**DATA SUPPLIED**
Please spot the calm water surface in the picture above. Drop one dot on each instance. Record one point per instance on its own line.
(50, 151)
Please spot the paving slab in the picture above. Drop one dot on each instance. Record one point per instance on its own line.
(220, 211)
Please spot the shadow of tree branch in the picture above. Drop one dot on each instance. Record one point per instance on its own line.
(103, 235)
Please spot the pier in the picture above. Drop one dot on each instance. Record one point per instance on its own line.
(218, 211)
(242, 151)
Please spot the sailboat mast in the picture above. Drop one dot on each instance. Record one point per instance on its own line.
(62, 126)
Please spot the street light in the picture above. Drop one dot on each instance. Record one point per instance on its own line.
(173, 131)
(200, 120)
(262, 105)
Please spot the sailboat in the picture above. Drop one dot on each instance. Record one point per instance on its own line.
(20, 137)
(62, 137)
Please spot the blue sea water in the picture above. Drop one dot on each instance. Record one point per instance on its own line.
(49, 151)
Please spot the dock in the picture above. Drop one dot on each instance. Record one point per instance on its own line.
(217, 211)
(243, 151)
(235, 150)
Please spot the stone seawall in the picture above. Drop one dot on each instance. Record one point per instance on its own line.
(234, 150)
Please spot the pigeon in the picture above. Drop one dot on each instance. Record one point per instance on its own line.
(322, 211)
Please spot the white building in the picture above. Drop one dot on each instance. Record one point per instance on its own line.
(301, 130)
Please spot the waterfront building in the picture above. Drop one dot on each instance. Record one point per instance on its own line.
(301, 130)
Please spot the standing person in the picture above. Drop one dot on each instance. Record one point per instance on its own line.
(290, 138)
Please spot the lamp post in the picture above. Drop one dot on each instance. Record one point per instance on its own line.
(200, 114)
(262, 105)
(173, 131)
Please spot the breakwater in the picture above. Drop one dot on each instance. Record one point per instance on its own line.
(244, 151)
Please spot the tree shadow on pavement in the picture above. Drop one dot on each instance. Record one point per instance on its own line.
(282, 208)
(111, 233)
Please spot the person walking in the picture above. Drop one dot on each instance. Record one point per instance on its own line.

**TASK TO COMPLETE**
Update all of the rows above by changing "Drop one dot" to "Put a single dot" and leaving everything else as it is.

**ANSWER TO THE EXERCISE**
Please spot the calm water surface in the picture above. Put a single dot on each instance. Record one point per instance on its own line.
(50, 151)
Please spot the paving slab in the picture above. Put a single dot on each instance. Record one point per instance on its own line.
(220, 211)
Please spot the shadow of tree branch in the picture above. Put a single dot on each instance. Record one point per instance on its own line.
(103, 235)
Please spot the pier in the picture above. Put a single dot on each instance. Record one point per instance on its own line.
(218, 211)
(242, 151)
Please spot the sailboat mast in the picture above. Put a single dot on each instance. Record one point per instance on its own line.
(62, 126)
Please spot the street light in the picture above. Put a single dot on each instance. Record one point per instance on its own line.
(173, 131)
(200, 120)
(262, 105)
Please spot the sailboat in the picture above. Put a single dot on each instance. Record one point per instance on its own line.
(20, 137)
(62, 137)
Please spot the blue sea water in the picture above. Put a single dot on each instance. Record one point per instance on its own line.
(49, 151)
Please spot the dock in the picture above. Put a single dot on each instance. Record one point per instance on its own line.
(217, 211)
(243, 151)
(235, 150)
Please spot the stone seawall in the picture above. Put a single dot on each instance. Record one point per instance on its own line.
(234, 150)
Please spot the pigeon in the picture above. Put a single dot on each instance. Record one point per instance on its own line.
(322, 211)
Please spot the white building in the picture above. Put a single dot on each instance. Record one point per instance on its own line.
(301, 130)
Please spot the waterfront building in the picture above. Put a single dot on each instance. Record one point per instance on its own line.
(301, 130)
Please spot the standing person in the picture above. Put a single dot on each instance. Record one point per instance on its own line.
(290, 138)
Please spot the lamp post in the picture above. Put a single dot on each instance. Record one point per instance on its own line.
(200, 114)
(262, 105)
(173, 131)
Please spot the breakwater in the picture above. Put a single dot on each instance. Record one point per instance on its own line.
(244, 151)
Please spot the tree shadow on pavement in the picture above. Put a single dot on each instance. Record one point per instance on its own line.
(282, 208)
(111, 233)
Please spot the person walking in the picture above. Put a single dot on each instance. Record one point per instance on its own line.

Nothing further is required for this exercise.